:: Recorded information
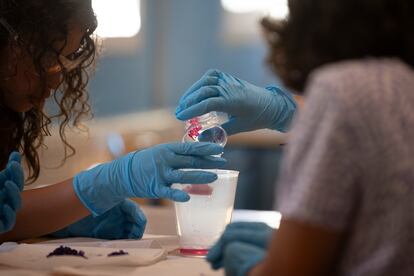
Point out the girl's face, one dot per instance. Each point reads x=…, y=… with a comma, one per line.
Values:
x=20, y=84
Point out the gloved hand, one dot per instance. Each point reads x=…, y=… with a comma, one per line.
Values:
x=249, y=107
x=254, y=233
x=239, y=258
x=124, y=221
x=147, y=174
x=11, y=185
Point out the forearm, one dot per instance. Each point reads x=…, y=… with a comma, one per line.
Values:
x=46, y=210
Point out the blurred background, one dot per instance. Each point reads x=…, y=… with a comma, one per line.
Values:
x=152, y=51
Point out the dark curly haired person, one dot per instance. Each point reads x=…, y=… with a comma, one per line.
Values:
x=46, y=47
x=346, y=189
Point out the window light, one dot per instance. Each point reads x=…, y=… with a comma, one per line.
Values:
x=117, y=18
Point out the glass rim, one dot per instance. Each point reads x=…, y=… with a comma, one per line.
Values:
x=221, y=172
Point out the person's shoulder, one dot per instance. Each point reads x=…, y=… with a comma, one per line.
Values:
x=360, y=69
x=362, y=80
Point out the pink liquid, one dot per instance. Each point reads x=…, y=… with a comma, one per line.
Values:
x=193, y=252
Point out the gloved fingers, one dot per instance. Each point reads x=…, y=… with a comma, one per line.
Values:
x=249, y=236
x=7, y=218
x=13, y=195
x=196, y=162
x=210, y=77
x=197, y=149
x=191, y=177
x=15, y=156
x=199, y=95
x=15, y=173
x=234, y=126
x=203, y=107
x=173, y=194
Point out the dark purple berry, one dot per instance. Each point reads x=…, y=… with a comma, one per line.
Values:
x=65, y=250
x=117, y=253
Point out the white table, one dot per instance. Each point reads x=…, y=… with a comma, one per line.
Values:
x=161, y=227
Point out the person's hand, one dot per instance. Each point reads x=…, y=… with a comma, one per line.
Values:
x=124, y=221
x=11, y=185
x=147, y=174
x=257, y=234
x=249, y=107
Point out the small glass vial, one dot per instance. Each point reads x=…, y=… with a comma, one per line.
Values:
x=207, y=128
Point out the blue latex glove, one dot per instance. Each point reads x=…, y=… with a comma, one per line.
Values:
x=11, y=185
x=255, y=233
x=249, y=107
x=239, y=258
x=147, y=174
x=124, y=221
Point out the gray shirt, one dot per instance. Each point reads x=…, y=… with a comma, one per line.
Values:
x=350, y=163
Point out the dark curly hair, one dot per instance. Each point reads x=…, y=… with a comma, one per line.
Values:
x=317, y=32
x=42, y=23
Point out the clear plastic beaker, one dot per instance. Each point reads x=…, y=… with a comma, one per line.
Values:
x=202, y=219
x=207, y=128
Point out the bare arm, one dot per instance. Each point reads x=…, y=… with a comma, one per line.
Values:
x=300, y=249
x=46, y=210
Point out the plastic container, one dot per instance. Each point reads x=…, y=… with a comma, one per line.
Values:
x=207, y=128
x=202, y=219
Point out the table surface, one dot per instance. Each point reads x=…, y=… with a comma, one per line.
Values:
x=161, y=227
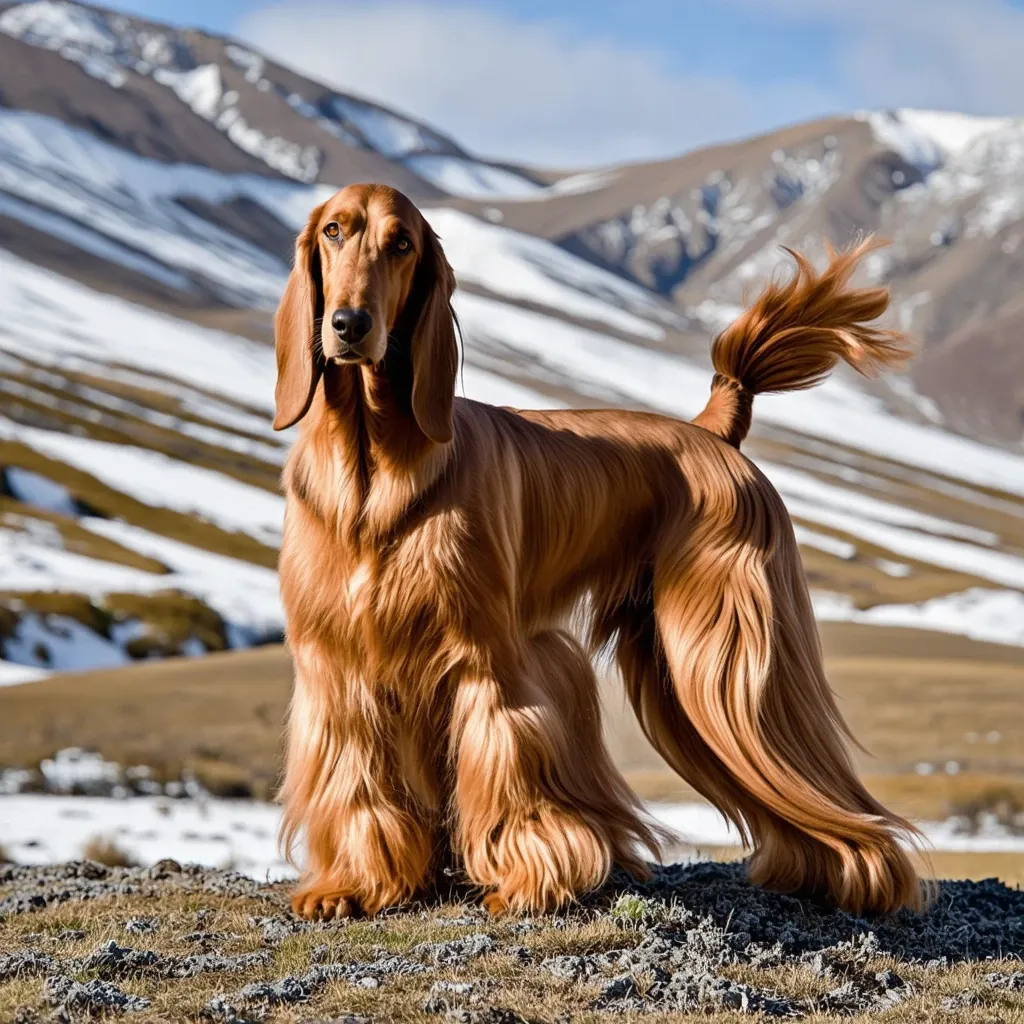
::::
### Directions for this task
Retype the entries verbatim and drop the pictures.

### Solution
Point out the girl's face, one dot per instance. Each point reads x=…, y=… with a comma, one per line.
Values:
x=20, y=84
Point out the gloved hand, one dot per instance. Each point reads x=…, y=… with a comma, one per line.
Values:
x=249, y=107
x=254, y=233
x=239, y=258
x=124, y=221
x=147, y=174
x=11, y=185
Point out the forearm, one dot per instance. Each point reads x=…, y=… with a comma, one per line.
Values:
x=46, y=210
Point out the blurred background, one dot per instance. Each point reads x=…, y=… with a comma, one per line.
Values:
x=152, y=51
Point out the dark curly haired person, one dot per instance. Each point reads x=…, y=… with a comma, one per line.
Values:
x=46, y=47
x=346, y=189
Point out the window light, one dot per instance. Each point reads x=…, y=… with a comma, one per line.
Values:
x=117, y=18
Point out the glass rim, one dot per instance. Each point reads x=…, y=… with a comma, one per line.
Values:
x=221, y=172
Point out the person's shoulder, one dot per instance. Each point reads x=…, y=… with a comma, one per line.
Values:
x=360, y=69
x=362, y=80
Point out the pink liquid, one dot per instance. Each point reads x=…, y=… with a comma, one per line.
Values:
x=193, y=252
Point out the gloved fingers, one dot per instance. Each point reads x=…, y=… with a comma, one per line.
Values:
x=249, y=236
x=7, y=218
x=13, y=195
x=196, y=162
x=210, y=77
x=197, y=149
x=191, y=177
x=15, y=156
x=199, y=95
x=15, y=173
x=234, y=126
x=203, y=107
x=173, y=194
Point out the dark purple berry, one dot per instance. Each point reads x=…, y=… with a comma, one per line.
Values:
x=65, y=250
x=117, y=253
Point out the white table, one dot per instance. Each point reads x=…, y=… with a comma, one per line.
Values:
x=161, y=227
Point out the person's hand, one dot per instance. Each point reads x=…, y=… with a comma, one per line.
Values:
x=124, y=221
x=11, y=185
x=147, y=174
x=257, y=234
x=249, y=107
Point out the small glass vial, one dot per instance. Each point reads x=…, y=… with a comma, one per line.
Values:
x=207, y=128
Point out the blue latex glove, one dot per instance. Each point reads x=…, y=… with a comma, one per line.
Values:
x=11, y=185
x=255, y=233
x=249, y=107
x=239, y=258
x=147, y=174
x=124, y=221
Point out the gray shirt, one dot per instance. Each point reads x=…, y=… with a comma, one per line.
Values:
x=350, y=163
Point out the dark curly hair, one dot per instance. Each point reads x=…, y=… with a comma, one per line.
Values:
x=317, y=32
x=42, y=23
Point out the clear plastic beaker, one dot per instance. Each point reads x=…, y=… with a comma, one per line.
Values:
x=202, y=219
x=207, y=128
Point out the bare arm, one dot per instance. Each point reads x=…, y=… with a comma, one per line.
Values:
x=300, y=249
x=46, y=210
Point out the plastic container, one dot per instance. Each point reads x=…, y=… with a comma, one per line.
Values:
x=207, y=128
x=202, y=219
Point out the table surface, one dot per instance. Each point reads x=…, y=… with a comma, one per line.
Values:
x=161, y=227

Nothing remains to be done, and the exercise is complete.